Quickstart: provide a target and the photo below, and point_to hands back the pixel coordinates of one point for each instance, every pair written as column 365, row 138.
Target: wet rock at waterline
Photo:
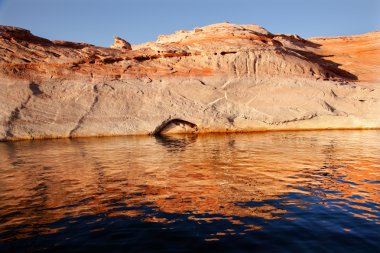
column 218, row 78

= = = = =

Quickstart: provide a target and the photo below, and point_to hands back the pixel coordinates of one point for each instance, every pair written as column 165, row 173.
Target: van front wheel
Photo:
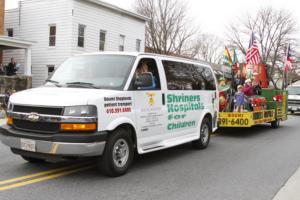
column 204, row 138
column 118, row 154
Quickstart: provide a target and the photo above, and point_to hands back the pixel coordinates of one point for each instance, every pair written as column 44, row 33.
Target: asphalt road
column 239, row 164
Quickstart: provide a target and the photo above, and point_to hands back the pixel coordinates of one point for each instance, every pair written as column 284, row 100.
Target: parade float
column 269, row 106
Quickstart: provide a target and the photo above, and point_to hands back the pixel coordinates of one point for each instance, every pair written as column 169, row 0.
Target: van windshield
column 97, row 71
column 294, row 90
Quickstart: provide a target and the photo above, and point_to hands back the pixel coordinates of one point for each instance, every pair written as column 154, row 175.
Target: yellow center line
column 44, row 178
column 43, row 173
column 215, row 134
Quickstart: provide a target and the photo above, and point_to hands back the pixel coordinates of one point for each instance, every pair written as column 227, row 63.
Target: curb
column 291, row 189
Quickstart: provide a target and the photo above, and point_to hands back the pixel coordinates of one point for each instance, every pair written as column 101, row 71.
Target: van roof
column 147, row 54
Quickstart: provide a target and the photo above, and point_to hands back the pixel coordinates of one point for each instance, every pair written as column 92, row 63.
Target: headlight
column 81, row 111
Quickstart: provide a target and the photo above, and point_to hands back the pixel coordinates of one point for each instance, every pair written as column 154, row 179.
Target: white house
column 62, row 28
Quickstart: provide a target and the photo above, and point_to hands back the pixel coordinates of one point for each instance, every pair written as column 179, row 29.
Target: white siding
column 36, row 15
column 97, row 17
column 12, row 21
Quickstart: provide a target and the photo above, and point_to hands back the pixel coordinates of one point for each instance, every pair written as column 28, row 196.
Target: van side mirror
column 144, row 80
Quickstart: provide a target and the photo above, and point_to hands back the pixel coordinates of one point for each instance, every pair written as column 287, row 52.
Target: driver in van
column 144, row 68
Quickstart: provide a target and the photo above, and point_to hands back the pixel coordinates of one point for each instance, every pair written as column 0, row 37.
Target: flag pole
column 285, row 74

= = = = =

**Task statement**
Could you output exactly the lines above, from the line with "Target: van front wheel" up to and including the line with "284, row 100.", and nothing else, skipping the pictures?

**Output for this task**
Target: van front wheel
Photo:
column 204, row 138
column 118, row 154
Quickstart: provide a target and the photo above, and point_to hands back the pixel coordinates of one point for each instance, every pair written as column 44, row 33.
Target: asphalt road
column 239, row 164
Quickstart: provide a target and the photo above, and point_to hands back the pixel coordinates of one point for each instance, every pair written as column 284, row 100.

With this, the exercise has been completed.